◆ **Passage given**
------------------------------------------------------------------------
From the beginning of Jim Brown’s ministry as senior pastor at Grace Community Church, Grace Brethren congregation in Goshen, Ind., he noticed “the flight of men from the local church.” Brown saw women and families coming to Grace alone. Even for those men in attendance, he remembered, the men’s church ministries simply weren’t “capturing their hearts, weren’t making them come alive.
“If you were to cut me open, quite frankly,” Brown said, “you’d see that my heart is wired in such a way that I want to go after men to be alive for Jesus. And believing that the local church is the hope of the world, I thought, what better place is there for men’s transformation than that?” The hope of developing a more effective men’s ministry stayed with Brown as his time at Grace Community lengthened.
After training for and completing a Tough Mudder with his pastoral team, Brown realized that something had changed between them as a result of the race. The shared experience fostered camaraderie and brotherhood. Recognizing the potential for a men’s ministry, Brown began to brainstorm a new kind of discipleship program. Thus, Fight Club was born.
------------------------------------------------------------------------
◆ **Provided material**
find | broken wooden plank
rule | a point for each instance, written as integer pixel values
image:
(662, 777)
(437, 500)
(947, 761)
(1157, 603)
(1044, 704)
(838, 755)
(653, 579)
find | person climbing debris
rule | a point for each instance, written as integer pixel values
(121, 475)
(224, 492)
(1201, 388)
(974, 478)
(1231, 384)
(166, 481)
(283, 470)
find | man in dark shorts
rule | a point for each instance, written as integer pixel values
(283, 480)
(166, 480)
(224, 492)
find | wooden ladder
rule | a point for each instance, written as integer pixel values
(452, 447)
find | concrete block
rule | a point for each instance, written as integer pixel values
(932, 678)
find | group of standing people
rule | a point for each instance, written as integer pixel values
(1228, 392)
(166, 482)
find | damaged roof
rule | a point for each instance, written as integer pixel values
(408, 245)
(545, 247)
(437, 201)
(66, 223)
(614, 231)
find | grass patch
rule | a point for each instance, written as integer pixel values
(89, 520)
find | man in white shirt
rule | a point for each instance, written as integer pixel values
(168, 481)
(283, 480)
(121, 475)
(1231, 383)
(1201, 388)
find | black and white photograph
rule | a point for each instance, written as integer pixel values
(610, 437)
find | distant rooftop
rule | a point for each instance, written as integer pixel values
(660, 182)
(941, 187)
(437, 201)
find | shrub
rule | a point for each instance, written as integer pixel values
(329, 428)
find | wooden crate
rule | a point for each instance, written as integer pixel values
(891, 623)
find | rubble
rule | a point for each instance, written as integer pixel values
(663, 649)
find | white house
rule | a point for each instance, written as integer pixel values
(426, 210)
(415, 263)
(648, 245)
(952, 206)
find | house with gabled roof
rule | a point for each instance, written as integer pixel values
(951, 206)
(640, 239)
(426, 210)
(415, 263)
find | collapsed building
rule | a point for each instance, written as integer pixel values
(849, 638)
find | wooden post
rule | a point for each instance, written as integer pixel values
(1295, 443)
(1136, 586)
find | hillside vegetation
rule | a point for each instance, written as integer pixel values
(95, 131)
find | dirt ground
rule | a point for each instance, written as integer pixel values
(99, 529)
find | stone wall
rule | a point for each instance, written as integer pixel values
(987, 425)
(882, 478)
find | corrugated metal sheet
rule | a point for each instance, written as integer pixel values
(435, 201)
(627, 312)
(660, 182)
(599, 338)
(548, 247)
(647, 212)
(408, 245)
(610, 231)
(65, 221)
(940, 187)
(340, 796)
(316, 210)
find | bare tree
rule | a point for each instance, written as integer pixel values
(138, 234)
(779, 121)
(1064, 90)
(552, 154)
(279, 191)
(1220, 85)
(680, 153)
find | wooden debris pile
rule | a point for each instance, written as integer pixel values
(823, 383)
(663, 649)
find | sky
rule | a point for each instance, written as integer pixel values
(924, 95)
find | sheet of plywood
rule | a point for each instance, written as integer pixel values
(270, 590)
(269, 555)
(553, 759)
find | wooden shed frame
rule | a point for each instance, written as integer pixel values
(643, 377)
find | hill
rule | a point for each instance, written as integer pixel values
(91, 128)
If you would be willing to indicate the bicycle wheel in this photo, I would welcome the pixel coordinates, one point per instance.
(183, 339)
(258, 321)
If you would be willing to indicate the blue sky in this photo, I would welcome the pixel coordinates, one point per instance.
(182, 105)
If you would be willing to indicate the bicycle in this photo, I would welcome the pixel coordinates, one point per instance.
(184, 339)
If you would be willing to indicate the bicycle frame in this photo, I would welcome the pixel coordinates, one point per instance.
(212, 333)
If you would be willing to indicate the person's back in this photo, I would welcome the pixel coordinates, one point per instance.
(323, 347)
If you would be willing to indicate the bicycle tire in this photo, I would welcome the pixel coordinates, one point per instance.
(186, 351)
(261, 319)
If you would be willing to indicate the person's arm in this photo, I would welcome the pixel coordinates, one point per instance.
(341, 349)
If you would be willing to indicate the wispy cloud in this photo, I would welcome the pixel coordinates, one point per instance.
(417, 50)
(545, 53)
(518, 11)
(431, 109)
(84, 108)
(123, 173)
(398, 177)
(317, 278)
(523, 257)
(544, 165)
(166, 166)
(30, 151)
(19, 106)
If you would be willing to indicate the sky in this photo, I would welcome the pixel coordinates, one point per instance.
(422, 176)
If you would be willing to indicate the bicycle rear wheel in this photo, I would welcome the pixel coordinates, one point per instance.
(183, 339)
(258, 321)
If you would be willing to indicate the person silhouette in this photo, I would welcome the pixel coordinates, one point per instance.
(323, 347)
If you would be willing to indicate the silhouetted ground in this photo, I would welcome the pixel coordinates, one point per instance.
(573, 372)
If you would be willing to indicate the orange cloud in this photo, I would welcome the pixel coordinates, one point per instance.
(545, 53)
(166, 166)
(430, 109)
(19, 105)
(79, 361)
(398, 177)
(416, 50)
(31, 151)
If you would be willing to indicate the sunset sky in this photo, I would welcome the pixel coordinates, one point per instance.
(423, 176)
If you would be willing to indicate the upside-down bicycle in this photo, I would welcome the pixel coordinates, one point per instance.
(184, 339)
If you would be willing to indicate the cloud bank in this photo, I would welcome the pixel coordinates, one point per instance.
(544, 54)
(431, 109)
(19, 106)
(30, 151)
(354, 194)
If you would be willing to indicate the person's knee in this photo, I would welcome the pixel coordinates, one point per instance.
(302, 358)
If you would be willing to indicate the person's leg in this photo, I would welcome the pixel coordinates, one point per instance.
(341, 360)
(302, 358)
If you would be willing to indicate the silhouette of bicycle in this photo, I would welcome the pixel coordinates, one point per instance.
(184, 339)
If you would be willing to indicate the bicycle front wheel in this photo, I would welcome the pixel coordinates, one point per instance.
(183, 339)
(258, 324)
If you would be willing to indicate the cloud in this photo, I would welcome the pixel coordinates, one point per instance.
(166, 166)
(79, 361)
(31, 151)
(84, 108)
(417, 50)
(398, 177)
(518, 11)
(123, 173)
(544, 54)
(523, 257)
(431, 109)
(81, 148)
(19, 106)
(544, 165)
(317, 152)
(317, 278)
------------------------------------------------------------------------
◆ **Task instructions**
1. Check each statement against the Grace Community passage and answer yes or no, quoting the words that decide it: (a) Brown saw women and families coming to Grace alone. (b) Brown completed the Tough Mudder by himself. (c) Brown believes the local church is the hope of the world.
2. Pick up the Grace Community passage after its last sentence and carry it forward.
The rows come from a different source than the text.

◆ **Written answers**
1.
(a) Yes: "Brown saw women and families coming to Grace alone."
(b) No: "After training for and completing a Tough Mudder with his pastoral team"
(c) Yes: "believing that the local church is the hope of the world"

2.
“Developed by men, for men, to reach men,” Fight Club launched in 2012 as a way to re-ignite the courage and strength of Christian men. Fight Club aims to “awaken Christian men from mediocrity, strengthen them relationally, intellectually, physically and spiritually, and resurrect true masculine community and mobilize them for maximum impact in their families, churches and communities.” Based on the idea of “fighting for the right things” in Nehemiah 4:14, Fight Club puts each participant through a stringent series of physical, intellectual, and spiritual challenges each week. Men work through these challenges in small groups called squadrons, holding each other accountable to the weekly goals and the overarching creed.
On that first night of the first Fight Club chapter at Grace in 2012, the leaders expected 75 to 100 men at the midnight celebration. As the start-time approached, however, they watched as 400 men filled up the room.
“I remember being very vulnerable, standing up front and looking out across all those guys, praying, ‘Lord, help me not to blow this,’” Brown said. “It was so much more than we ever expected, and we were so much more over our heads. We were so reliant upon God. And He just blew us away.”
Fight Club “revolutionized our men’s ministry at Grace,” Brown said, “We saw guys getting free of addictions. We saw guys reconciling their marriages. We saw guys getting saved.” As a result of its immense impact on his own church, Brown and fifteen Fight Club graduates sat down and re-organized the program for release.
“We put this packet together, and it shipped in a 50-caliber ammo container,” Brown said. “Two years ago, I released it at the Vision 20/20 Conference, and between that and word of mouth, it’s now in 100 churches across America. We’re not just glad so many men are Fight Club men. We’re glad men are chasing after Jesus.”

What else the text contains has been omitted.